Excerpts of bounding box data
________________________

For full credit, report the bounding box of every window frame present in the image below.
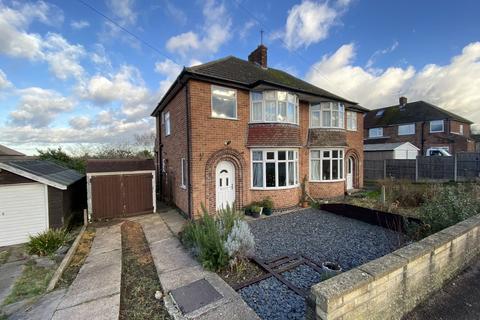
[250,148,300,190]
[430,120,445,133]
[210,84,238,120]
[180,158,188,189]
[368,127,383,138]
[308,101,346,129]
[308,148,346,183]
[164,111,172,137]
[397,123,416,136]
[346,111,358,131]
[250,90,300,125]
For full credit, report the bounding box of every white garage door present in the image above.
[0,183,48,247]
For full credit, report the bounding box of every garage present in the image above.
[87,159,156,220]
[0,160,85,246]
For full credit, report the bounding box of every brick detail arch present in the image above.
[344,149,362,189]
[205,148,246,213]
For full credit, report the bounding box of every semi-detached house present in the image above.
[152,45,367,217]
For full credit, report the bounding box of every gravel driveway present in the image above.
[249,209,404,270]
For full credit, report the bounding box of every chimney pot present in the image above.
[248,44,267,68]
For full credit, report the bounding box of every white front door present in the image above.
[347,157,353,190]
[216,161,235,210]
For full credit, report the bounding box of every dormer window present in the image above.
[310,102,345,129]
[250,90,298,124]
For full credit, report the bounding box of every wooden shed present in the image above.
[0,159,86,247]
[87,159,156,220]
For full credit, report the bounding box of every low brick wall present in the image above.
[307,215,480,320]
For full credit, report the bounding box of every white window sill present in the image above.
[308,179,345,183]
[250,184,300,191]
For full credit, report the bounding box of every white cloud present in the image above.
[70,20,90,30]
[0,69,12,90]
[306,42,480,122]
[9,87,75,128]
[273,0,350,50]
[166,0,232,56]
[68,116,92,130]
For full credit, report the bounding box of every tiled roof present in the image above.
[87,159,155,173]
[364,101,472,128]
[247,124,302,147]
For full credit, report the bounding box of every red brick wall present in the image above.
[157,88,188,213]
[161,80,363,215]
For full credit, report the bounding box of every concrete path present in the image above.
[50,223,122,320]
[135,209,259,320]
[403,258,480,320]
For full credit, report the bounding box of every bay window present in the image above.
[250,90,298,124]
[310,102,345,129]
[310,149,344,182]
[252,149,298,189]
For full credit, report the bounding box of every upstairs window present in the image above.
[163,111,170,136]
[368,128,383,138]
[212,86,237,119]
[250,91,298,124]
[398,123,415,136]
[430,120,444,133]
[310,102,345,129]
[347,111,357,131]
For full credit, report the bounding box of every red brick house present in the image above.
[364,97,475,155]
[152,45,367,216]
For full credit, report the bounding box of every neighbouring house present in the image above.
[363,142,420,160]
[364,97,475,155]
[0,159,86,247]
[0,144,27,160]
[152,45,368,217]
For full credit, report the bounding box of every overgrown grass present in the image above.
[119,221,170,320]
[25,229,71,256]
[3,262,54,305]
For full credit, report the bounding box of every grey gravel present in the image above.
[239,277,306,320]
[282,265,325,289]
[249,209,405,271]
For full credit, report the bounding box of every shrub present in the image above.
[181,207,253,271]
[225,220,255,259]
[26,229,71,256]
[420,185,480,233]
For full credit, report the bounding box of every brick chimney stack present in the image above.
[248,44,267,68]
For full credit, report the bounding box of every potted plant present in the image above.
[250,205,262,218]
[262,197,273,216]
[300,176,308,208]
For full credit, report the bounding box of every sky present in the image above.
[0,0,480,154]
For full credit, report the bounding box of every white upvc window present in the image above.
[368,128,383,138]
[180,158,187,189]
[430,120,445,133]
[310,149,344,182]
[164,111,171,136]
[347,111,357,131]
[212,86,237,120]
[251,149,298,189]
[398,123,415,136]
[250,90,299,124]
[310,102,345,129]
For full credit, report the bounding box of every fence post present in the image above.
[383,159,387,179]
[453,153,458,182]
[415,156,418,182]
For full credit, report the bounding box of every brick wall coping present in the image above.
[307,214,480,320]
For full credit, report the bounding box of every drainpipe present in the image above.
[184,80,193,218]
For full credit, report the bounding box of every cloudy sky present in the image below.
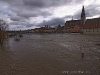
[0,0,100,30]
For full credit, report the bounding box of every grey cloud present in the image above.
[74,4,100,19]
[37,18,65,26]
[10,16,23,21]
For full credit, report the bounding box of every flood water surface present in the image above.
[0,34,100,75]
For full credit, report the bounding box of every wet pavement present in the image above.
[0,34,100,75]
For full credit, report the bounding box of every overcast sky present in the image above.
[0,0,100,30]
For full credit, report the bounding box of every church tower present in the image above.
[81,6,86,24]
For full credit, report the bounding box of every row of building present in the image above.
[32,6,100,34]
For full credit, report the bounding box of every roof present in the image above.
[83,18,100,29]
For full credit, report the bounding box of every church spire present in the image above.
[81,6,86,24]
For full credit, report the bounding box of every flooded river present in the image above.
[0,34,100,75]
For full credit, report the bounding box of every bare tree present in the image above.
[0,20,8,45]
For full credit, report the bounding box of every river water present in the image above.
[0,34,100,75]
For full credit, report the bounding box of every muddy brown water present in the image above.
[0,34,100,75]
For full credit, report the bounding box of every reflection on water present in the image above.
[0,34,100,75]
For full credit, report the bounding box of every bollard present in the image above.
[82,53,84,59]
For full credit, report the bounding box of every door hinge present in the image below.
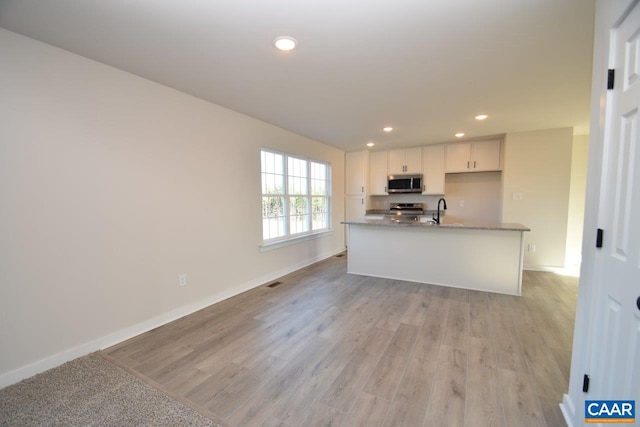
[607,70,616,90]
[596,228,604,248]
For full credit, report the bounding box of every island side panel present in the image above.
[347,224,523,295]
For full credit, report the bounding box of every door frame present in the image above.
[560,0,640,427]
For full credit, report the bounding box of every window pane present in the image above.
[261,150,284,195]
[288,157,308,195]
[289,197,309,234]
[260,150,331,240]
[311,162,329,196]
[311,197,329,230]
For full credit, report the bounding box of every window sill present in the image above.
[260,229,333,252]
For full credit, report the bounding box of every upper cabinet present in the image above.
[445,139,502,172]
[422,145,444,195]
[369,151,388,196]
[345,151,369,195]
[388,147,422,175]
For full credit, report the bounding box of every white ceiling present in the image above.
[0,0,594,150]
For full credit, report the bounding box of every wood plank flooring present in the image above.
[101,257,577,427]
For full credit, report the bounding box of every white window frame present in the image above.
[260,147,333,250]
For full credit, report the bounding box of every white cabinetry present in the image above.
[369,151,388,196]
[345,151,369,195]
[422,145,444,195]
[344,195,365,221]
[389,147,422,175]
[445,139,502,172]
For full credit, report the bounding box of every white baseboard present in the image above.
[522,264,580,277]
[560,394,576,427]
[0,248,344,388]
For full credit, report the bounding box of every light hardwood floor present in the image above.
[101,257,577,427]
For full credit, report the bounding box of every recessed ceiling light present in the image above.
[273,36,298,52]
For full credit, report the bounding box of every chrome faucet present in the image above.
[431,198,447,224]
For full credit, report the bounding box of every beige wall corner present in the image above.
[502,128,573,269]
[565,135,589,272]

________________________

▶ Goal of the exercise
Please lay out everything from the start of the material down to the line containing "[0,183,48,247]" as a Markdown table with the columns Row and Material line, leaving out blank lines and pictures.

▶ Written response
| Row | Material line |
|---|---|
| 1 | For full credit, report the bounding box of every window frame present in the image below. |
| 2 | [250,148,300,190] |
| 3 | [430,120,445,133] |
| 4 | [210,84,238,120] |
| 5 | [180,158,188,189] |
| 6 | [368,127,383,138] |
| 7 | [308,101,346,129] |
| 8 | [308,148,346,183] |
| 9 | [164,111,172,137] |
| 10 | [397,123,416,136] |
| 11 | [346,111,358,131] |
| 12 | [250,90,300,125] |
| 13 | For full credit, report the bounding box of every white garage door present in the image above. |
| 14 | [0,183,48,247] |